What you should do:
In the entries below, find the line with "Query: stone building" and the line with "[[524, 66], [425, 203], [112, 300]]"; give again those lines and every line between them, exactly.

□ □ □

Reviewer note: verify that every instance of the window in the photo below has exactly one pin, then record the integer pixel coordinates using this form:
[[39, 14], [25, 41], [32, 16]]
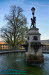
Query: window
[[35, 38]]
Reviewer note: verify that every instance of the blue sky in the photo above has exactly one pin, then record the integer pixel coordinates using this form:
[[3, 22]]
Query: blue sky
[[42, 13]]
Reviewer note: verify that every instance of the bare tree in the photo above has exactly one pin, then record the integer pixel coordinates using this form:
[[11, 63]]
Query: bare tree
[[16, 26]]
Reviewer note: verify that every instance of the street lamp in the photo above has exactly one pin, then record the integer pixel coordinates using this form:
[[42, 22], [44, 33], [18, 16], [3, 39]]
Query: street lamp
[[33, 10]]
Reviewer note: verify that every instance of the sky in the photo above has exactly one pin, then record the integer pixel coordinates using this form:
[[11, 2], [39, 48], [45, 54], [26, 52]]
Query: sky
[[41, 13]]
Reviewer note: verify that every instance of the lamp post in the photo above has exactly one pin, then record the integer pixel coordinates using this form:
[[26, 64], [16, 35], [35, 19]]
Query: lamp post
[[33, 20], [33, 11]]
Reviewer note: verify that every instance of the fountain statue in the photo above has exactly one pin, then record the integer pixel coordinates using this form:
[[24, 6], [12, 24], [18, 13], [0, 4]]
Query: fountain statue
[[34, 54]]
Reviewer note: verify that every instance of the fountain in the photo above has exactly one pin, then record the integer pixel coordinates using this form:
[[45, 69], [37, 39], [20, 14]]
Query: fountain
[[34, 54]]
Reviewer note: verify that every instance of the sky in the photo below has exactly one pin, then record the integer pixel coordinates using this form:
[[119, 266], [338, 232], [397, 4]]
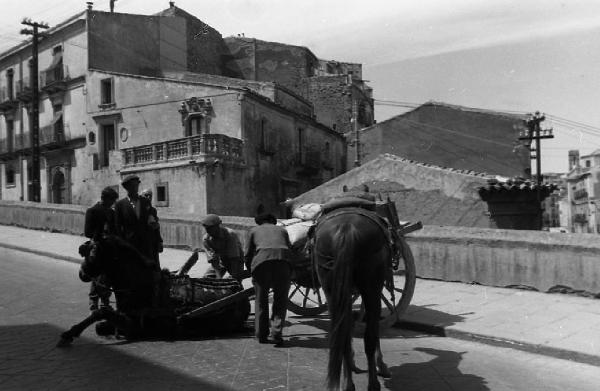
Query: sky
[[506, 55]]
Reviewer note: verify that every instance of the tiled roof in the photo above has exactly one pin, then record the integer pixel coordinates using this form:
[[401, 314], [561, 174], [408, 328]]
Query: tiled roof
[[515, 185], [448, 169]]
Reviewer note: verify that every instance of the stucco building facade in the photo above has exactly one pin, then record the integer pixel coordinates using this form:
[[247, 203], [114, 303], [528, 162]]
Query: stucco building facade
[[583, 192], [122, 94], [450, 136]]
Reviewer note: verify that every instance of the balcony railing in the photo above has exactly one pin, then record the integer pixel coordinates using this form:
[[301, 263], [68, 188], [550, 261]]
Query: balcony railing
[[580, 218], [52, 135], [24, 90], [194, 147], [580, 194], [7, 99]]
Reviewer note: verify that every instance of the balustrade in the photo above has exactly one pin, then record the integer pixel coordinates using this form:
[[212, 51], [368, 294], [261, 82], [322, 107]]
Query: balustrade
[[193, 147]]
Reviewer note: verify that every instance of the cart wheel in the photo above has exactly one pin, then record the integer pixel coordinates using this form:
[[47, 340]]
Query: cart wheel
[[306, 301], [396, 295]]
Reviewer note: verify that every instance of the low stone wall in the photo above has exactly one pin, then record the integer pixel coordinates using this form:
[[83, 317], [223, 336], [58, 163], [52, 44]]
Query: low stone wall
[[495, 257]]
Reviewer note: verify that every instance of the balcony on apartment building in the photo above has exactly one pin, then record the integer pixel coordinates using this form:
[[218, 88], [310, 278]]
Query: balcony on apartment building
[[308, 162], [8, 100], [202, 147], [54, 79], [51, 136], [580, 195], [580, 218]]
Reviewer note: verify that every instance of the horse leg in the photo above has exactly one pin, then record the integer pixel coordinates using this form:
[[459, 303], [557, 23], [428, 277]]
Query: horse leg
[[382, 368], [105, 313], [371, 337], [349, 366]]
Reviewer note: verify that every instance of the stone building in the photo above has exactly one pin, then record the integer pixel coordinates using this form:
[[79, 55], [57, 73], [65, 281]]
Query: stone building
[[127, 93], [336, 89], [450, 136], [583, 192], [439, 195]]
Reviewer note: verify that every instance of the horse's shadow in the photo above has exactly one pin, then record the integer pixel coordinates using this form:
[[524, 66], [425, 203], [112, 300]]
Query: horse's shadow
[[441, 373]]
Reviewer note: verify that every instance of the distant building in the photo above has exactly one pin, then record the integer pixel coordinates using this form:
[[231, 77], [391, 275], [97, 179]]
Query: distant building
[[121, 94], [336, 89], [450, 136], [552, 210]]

□ □ □

Answer to the problem:
Query: stone building
[[127, 93], [336, 89], [450, 136], [583, 192], [439, 195]]
Reviewer note: verify that every instance of the horse's shadow in the photo above has exactly one pin, then record the integer pixel coordinates using this form:
[[524, 66], [425, 203], [112, 300]]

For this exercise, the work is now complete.